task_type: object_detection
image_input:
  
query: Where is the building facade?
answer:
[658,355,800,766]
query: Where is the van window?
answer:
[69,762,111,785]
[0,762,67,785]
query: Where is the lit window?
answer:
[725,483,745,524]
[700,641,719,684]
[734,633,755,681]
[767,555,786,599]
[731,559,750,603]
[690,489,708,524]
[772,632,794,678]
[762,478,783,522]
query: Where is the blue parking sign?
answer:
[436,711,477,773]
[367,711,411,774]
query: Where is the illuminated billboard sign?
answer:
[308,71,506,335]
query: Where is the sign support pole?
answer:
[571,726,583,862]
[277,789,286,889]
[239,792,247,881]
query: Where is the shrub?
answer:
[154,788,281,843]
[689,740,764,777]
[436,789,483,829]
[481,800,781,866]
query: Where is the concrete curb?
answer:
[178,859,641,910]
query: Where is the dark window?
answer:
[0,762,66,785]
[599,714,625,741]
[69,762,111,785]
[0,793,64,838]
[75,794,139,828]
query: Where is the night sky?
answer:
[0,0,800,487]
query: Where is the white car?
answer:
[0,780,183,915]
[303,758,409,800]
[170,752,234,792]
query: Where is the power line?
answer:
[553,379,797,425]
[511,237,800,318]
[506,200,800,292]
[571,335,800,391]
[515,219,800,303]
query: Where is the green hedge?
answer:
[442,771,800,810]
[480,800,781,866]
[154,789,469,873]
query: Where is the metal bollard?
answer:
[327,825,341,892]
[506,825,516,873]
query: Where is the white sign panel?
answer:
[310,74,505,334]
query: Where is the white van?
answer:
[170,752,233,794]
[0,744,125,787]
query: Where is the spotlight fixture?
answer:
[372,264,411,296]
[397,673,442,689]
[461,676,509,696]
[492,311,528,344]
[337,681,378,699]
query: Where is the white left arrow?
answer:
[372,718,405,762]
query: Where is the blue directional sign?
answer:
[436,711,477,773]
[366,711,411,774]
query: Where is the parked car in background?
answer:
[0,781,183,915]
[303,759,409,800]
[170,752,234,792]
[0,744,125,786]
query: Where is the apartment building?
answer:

--------------------------------

WHAT THE TASK ASKS
Rewrite the items from the very beginning through the line containing "[0,744,125,787]", both ends included, requests and all, and shift every box coordinate in the answers by -113.

OUTPUT OF THE EXERCISE
task_type: object_detection
image_input:
  
query: Where is the building facade?
answer:
[545,242,687,653]
query: Where is the van window?
answer:
[-44,649,-2,672]
[-113,649,-46,672]
query: Where is the lit window?
answer:
[612,370,632,411]
[587,528,606,571]
[621,520,642,568]
[654,442,673,486]
[618,446,637,490]
[577,376,595,411]
[659,519,681,565]
[649,365,670,409]
query: Where is the blue parking sign?
answer:
[323,598,364,660]
[254,598,298,661]
query: Where is the illuminated billboard sign?
answer:
[195,-42,393,222]
query: Where is the sign support pole?
answer:
[458,613,470,749]
[164,676,173,776]
[126,679,134,768]
query: Where is the shrub?
answer:
[41,675,168,730]
[576,627,651,664]
[323,676,370,716]
[368,687,668,753]
query: Where is the concrete curb?
answer:
[65,746,528,797]
query: Where is the dark window?
answer:
[-113,649,-47,672]
[486,601,512,628]
[-44,649,-2,672]
[-113,680,-49,725]
[-38,681,26,715]
query: Where is the night sky?
answer:
[-113,-113,687,374]
query: Where is the white car?
answer:
[-113,667,70,802]
[190,645,296,687]
[57,639,121,679]
query: Where is the power line?
answer:
[440,266,684,312]
[398,124,687,205]
[393,87,687,179]
[458,222,687,278]
[402,106,687,190]
query: Where is the green hedge?
answer:
[329,658,687,697]
[367,687,668,753]
[41,676,356,760]
query: Where is the metal bollard?
answer:
[214,712,228,779]
[393,712,403,760]
query: Where is the white sign panel?
answer:
[197,-39,392,221]
query: Where is the white van?
answer:
[57,639,120,681]
[-113,631,12,674]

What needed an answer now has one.